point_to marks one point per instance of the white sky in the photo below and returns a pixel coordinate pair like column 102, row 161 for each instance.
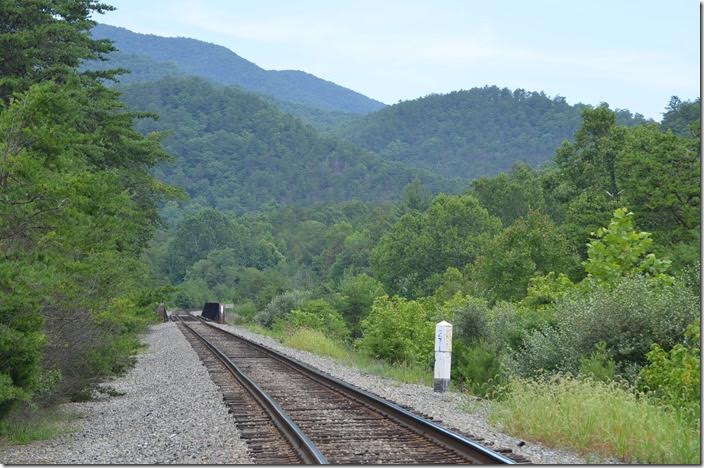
column 631, row 54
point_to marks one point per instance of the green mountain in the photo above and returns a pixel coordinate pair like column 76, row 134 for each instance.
column 471, row 133
column 236, row 151
column 221, row 65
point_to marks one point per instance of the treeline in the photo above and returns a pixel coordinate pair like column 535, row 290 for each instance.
column 471, row 133
column 588, row 267
column 78, row 205
column 236, row 151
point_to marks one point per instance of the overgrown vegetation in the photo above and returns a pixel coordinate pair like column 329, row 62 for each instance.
column 573, row 288
column 78, row 206
column 542, row 272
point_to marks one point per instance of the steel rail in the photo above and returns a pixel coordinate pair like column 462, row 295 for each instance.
column 303, row 446
column 440, row 435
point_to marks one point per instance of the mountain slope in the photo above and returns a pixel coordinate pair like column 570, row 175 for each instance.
column 221, row 65
column 236, row 151
column 471, row 133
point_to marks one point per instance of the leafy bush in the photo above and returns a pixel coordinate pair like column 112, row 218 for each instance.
column 675, row 377
column 398, row 330
column 357, row 294
column 469, row 317
column 619, row 250
column 598, row 365
column 628, row 317
column 510, row 324
column 316, row 314
column 476, row 367
column 314, row 341
column 246, row 311
column 191, row 294
column 280, row 306
column 544, row 290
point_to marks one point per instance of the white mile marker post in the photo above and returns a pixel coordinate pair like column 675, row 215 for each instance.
column 443, row 356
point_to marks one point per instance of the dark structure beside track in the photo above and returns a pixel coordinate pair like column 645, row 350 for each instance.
column 214, row 311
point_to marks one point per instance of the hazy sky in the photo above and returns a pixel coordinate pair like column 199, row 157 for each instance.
column 631, row 54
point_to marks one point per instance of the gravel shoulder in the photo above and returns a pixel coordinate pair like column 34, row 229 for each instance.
column 171, row 412
column 447, row 407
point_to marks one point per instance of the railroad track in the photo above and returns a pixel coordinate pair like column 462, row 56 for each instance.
column 288, row 412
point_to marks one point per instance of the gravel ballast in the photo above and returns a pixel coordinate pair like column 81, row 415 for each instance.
column 171, row 412
column 446, row 407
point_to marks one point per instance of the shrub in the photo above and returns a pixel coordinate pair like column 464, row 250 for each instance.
column 357, row 294
column 619, row 250
column 477, row 367
column 246, row 311
column 675, row 377
column 398, row 330
column 279, row 306
column 606, row 419
column 316, row 314
column 191, row 294
column 628, row 317
column 314, row 341
column 468, row 316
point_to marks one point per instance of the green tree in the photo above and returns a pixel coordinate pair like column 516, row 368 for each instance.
column 531, row 246
column 45, row 40
column 399, row 331
column 510, row 195
column 77, row 206
column 619, row 250
column 415, row 252
column 197, row 235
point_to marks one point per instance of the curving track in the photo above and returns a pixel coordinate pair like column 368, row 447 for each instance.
column 342, row 424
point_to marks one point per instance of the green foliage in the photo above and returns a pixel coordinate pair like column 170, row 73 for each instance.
column 399, row 331
column 237, row 152
column 674, row 377
column 470, row 133
column 598, row 365
column 220, row 65
column 280, row 306
column 596, row 418
column 191, row 294
column 619, row 250
column 477, row 367
column 511, row 195
column 681, row 117
column 246, row 311
column 628, row 317
column 451, row 233
column 544, row 290
column 316, row 314
column 357, row 294
column 78, row 207
column 530, row 246
column 469, row 317
column 62, row 30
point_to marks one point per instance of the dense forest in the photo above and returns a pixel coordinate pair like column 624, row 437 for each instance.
column 222, row 66
column 471, row 133
column 235, row 151
column 78, row 206
column 562, row 242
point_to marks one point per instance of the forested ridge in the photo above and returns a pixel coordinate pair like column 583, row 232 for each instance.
column 223, row 66
column 78, row 206
column 235, row 151
column 567, row 258
column 471, row 133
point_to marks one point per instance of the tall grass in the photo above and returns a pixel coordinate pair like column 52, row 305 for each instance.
column 316, row 342
column 600, row 418
column 26, row 425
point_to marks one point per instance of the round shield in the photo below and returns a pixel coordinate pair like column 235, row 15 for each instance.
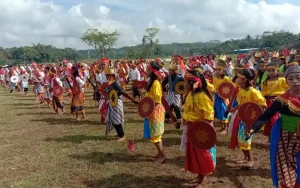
column 225, row 90
column 57, row 91
column 139, row 84
column 14, row 79
column 146, row 107
column 113, row 98
column 24, row 77
column 104, row 89
column 179, row 88
column 76, row 90
column 202, row 135
column 249, row 112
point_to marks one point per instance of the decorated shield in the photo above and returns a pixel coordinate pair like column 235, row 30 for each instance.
column 113, row 98
column 202, row 135
column 76, row 90
column 225, row 90
column 24, row 77
column 14, row 79
column 249, row 112
column 57, row 91
column 146, row 107
column 179, row 88
column 139, row 84
column 104, row 89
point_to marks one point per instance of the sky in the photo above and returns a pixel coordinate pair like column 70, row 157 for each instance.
column 62, row 22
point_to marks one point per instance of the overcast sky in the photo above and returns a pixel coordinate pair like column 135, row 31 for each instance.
column 61, row 22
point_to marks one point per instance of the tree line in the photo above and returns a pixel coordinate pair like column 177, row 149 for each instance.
column 102, row 43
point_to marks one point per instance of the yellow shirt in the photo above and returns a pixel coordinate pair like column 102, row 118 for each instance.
column 210, row 87
column 274, row 88
column 250, row 95
column 155, row 92
column 198, row 107
column 218, row 81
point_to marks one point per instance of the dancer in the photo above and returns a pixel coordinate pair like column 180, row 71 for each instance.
column 77, row 104
column 155, row 123
column 285, row 134
column 246, row 94
column 115, row 114
column 57, row 99
column 272, row 87
column 198, row 106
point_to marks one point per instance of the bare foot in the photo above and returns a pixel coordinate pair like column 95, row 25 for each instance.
column 224, row 132
column 249, row 164
column 121, row 139
column 199, row 186
column 241, row 161
column 160, row 160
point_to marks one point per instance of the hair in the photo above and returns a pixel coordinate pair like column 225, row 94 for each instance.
column 268, row 77
column 249, row 75
column 204, row 84
column 75, row 71
column 153, row 77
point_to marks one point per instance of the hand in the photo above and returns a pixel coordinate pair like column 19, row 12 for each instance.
column 249, row 133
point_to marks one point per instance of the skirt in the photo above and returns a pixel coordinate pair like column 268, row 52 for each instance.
column 200, row 161
column 269, row 124
column 115, row 116
column 220, row 108
column 284, row 156
column 156, row 123
column 77, row 103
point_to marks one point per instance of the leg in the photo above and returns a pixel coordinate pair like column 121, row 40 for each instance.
column 161, row 155
column 120, row 132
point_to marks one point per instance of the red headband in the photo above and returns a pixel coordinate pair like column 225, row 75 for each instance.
column 198, row 83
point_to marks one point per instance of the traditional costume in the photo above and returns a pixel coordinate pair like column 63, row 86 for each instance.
column 198, row 106
column 285, row 138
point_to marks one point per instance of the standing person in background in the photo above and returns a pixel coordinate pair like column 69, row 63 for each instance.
column 77, row 104
column 135, row 77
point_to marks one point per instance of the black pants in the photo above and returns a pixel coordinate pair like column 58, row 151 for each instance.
column 177, row 112
column 119, row 130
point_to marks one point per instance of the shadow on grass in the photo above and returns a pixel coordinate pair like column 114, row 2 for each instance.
column 232, row 173
column 66, row 121
column 122, row 157
column 77, row 138
column 129, row 181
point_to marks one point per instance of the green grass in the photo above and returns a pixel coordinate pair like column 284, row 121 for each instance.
column 42, row 150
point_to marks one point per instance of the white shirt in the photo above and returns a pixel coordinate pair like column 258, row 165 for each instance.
column 59, row 82
column 98, row 78
column 135, row 75
column 206, row 67
column 103, row 77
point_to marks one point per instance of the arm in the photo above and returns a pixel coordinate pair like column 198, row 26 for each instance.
column 266, row 116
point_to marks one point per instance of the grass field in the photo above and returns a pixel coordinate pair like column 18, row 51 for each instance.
column 42, row 150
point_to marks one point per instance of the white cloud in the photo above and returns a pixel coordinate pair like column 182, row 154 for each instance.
column 23, row 22
column 104, row 10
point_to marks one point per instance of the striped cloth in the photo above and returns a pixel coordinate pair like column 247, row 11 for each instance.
column 115, row 116
column 173, row 98
column 288, row 148
column 38, row 89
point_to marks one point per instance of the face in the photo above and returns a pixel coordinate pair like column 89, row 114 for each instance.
column 148, row 72
column 172, row 72
column 272, row 72
column 293, row 80
column 262, row 67
column 219, row 71
column 187, row 86
column 240, row 81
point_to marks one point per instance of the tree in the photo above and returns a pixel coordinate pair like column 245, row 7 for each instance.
column 149, row 42
column 102, row 41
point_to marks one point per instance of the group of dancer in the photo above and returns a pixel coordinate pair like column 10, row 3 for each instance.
column 272, row 81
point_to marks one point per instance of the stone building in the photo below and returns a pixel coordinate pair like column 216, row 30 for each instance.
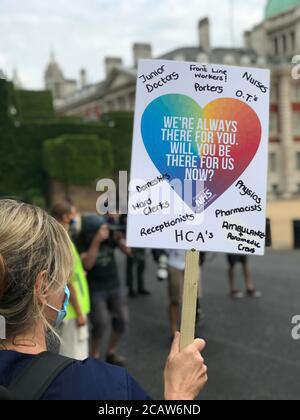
column 272, row 44
column 55, row 81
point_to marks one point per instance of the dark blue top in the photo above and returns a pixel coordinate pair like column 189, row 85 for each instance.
column 87, row 380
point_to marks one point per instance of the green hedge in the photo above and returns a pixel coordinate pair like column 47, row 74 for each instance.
column 120, row 130
column 27, row 120
column 30, row 139
column 7, row 141
column 78, row 159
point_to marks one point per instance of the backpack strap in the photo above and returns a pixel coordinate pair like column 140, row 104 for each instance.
column 37, row 376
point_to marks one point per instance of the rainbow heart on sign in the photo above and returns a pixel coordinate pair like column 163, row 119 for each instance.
column 235, row 117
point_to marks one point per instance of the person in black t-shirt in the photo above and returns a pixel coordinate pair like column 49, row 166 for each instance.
column 107, row 299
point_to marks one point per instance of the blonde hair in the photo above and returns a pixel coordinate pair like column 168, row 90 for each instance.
column 31, row 242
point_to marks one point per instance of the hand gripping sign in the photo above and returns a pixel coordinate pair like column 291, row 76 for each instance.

--*--

▶ Exercise prompt
The line containing "point_to marks one point per instance of the blonde" and all lines after it, to the end of the records, are to be output exactly and alone.

▶ Answer below
point_to marks one point per instance of the blonde hair in the photo above and returns a pixel coordinate pair like column 168, row 90 for each instance.
column 31, row 242
point_to marks one point per instance of the hand gripping sign in the photo above and returns a pixel coordinate pair like column 291, row 76 for each instance.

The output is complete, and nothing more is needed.